* TASK DATA:
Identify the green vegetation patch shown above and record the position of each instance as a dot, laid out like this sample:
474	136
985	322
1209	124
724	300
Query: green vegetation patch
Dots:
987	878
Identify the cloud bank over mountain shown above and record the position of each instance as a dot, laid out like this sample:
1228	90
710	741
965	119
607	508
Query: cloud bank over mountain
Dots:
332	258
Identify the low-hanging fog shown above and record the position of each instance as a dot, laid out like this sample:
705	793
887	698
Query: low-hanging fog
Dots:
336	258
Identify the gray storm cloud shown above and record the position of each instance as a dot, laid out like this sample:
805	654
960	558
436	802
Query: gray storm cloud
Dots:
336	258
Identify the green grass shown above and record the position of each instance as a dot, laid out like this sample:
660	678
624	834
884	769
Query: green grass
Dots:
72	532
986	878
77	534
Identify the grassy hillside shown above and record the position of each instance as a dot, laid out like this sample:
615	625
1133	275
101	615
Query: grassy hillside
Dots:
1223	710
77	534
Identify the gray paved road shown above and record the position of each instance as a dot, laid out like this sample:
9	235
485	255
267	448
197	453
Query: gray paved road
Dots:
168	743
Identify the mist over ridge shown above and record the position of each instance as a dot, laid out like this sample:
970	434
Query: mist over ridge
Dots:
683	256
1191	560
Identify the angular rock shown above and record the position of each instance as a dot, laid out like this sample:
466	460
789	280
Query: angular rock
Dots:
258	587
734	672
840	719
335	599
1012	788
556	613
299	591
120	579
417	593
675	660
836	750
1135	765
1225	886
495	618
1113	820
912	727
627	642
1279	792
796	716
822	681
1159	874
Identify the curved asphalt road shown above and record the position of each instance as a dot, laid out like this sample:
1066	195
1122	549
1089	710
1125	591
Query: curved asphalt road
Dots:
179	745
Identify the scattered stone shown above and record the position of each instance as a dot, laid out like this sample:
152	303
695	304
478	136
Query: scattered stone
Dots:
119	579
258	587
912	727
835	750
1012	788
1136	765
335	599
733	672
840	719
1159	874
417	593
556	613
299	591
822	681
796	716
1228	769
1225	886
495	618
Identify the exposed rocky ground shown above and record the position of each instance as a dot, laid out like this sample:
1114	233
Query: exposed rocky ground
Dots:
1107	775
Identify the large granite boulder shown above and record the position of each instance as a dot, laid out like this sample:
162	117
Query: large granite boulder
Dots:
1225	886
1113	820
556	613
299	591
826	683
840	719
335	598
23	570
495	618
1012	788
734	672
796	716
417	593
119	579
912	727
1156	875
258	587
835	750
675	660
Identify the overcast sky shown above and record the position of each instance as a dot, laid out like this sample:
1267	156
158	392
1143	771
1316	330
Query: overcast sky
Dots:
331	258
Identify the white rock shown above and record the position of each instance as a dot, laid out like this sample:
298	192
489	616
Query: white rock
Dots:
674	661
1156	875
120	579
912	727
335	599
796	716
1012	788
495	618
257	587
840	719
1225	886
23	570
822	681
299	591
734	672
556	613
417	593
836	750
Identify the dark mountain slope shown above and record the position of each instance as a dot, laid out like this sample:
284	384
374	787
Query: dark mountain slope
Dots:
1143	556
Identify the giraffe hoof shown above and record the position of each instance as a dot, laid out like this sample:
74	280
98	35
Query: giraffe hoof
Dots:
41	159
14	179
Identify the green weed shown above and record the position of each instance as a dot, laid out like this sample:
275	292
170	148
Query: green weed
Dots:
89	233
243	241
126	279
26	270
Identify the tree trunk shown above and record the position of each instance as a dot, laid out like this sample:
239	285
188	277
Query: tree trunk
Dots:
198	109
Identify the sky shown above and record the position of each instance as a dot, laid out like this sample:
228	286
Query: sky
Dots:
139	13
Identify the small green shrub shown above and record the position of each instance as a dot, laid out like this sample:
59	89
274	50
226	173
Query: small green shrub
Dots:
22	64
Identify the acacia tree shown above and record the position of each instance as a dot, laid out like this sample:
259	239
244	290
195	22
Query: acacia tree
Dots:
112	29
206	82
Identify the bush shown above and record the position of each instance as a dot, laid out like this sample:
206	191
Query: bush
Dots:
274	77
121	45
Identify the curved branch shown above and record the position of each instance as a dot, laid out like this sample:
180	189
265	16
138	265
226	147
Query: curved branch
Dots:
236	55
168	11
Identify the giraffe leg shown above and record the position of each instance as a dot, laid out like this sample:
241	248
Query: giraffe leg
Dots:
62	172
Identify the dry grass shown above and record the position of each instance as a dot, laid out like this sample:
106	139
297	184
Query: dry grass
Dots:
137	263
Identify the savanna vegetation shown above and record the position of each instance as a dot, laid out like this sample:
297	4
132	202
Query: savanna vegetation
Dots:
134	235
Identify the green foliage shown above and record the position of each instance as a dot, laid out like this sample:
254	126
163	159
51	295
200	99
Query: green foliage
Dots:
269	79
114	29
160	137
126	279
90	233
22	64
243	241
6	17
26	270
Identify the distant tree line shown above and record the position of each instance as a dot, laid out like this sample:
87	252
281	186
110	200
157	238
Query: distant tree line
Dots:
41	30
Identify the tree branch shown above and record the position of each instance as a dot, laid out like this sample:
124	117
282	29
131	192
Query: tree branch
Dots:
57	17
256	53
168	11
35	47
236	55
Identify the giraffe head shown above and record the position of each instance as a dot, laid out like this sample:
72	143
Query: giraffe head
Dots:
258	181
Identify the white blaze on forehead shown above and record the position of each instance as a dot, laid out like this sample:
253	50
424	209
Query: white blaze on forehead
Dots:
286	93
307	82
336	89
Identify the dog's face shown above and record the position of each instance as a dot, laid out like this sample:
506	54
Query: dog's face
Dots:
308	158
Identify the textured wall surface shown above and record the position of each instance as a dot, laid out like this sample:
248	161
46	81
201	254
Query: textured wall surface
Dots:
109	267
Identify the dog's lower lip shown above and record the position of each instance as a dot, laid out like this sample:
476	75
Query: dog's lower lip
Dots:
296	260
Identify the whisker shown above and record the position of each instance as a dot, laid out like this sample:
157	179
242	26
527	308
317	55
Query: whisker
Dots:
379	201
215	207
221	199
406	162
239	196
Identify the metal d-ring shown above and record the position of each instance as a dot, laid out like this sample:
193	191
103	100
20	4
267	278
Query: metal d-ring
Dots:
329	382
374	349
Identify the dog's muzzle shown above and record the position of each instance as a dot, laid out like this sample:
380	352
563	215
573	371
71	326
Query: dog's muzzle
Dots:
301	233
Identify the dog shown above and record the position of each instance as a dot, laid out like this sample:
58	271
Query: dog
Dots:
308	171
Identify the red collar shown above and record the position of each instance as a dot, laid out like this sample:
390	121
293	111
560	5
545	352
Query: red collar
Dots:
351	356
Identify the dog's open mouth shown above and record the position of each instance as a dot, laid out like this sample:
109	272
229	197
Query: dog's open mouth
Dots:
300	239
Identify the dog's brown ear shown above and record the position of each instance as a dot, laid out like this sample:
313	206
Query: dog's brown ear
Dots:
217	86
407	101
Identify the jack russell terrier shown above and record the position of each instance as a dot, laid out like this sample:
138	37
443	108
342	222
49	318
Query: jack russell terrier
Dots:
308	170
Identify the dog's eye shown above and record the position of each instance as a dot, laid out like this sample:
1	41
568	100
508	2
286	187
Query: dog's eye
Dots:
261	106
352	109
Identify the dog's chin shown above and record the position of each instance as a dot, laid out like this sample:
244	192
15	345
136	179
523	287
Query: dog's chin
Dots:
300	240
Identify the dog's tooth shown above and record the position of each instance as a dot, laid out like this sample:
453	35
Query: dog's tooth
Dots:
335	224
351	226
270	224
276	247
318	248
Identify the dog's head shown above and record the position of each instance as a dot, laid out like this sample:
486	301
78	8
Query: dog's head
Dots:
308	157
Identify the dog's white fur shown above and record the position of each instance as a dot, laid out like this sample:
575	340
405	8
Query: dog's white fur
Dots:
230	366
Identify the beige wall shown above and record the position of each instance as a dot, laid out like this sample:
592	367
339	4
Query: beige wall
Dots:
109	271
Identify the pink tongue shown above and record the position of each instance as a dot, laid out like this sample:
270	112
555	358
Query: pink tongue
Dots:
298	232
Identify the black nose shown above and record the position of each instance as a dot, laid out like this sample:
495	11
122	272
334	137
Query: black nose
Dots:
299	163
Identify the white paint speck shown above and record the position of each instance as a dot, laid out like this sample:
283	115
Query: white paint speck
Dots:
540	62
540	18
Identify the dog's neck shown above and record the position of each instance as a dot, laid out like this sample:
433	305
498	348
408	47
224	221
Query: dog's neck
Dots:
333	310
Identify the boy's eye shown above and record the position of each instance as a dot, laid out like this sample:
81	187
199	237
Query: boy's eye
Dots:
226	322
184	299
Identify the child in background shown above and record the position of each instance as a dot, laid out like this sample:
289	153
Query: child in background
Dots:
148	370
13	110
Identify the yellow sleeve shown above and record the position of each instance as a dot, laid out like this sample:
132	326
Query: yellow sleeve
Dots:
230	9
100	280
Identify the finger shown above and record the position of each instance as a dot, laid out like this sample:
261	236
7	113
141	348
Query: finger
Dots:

* YOUR INSTRUCTIONS:
Reproduce word for word everything from the line containing "Identify the child" down to the final line above, including both of those lines.

* FULL SOLUTION:
Identify the child in background shown above and record the position of each instance as a dot, laid out like this sample:
289	153
Query: child in background
Dots:
148	370
13	110
Identify the yellow sleeve shown above and record the position of each instance as a dot, laid out like this sample:
132	326
Query: yellow sleeve
Dots:
230	9
100	280
Identify the finger shown above and record the position of each instance as a dot, laid out like this sample:
261	236
7	113
141	348
Query: finger
Dots:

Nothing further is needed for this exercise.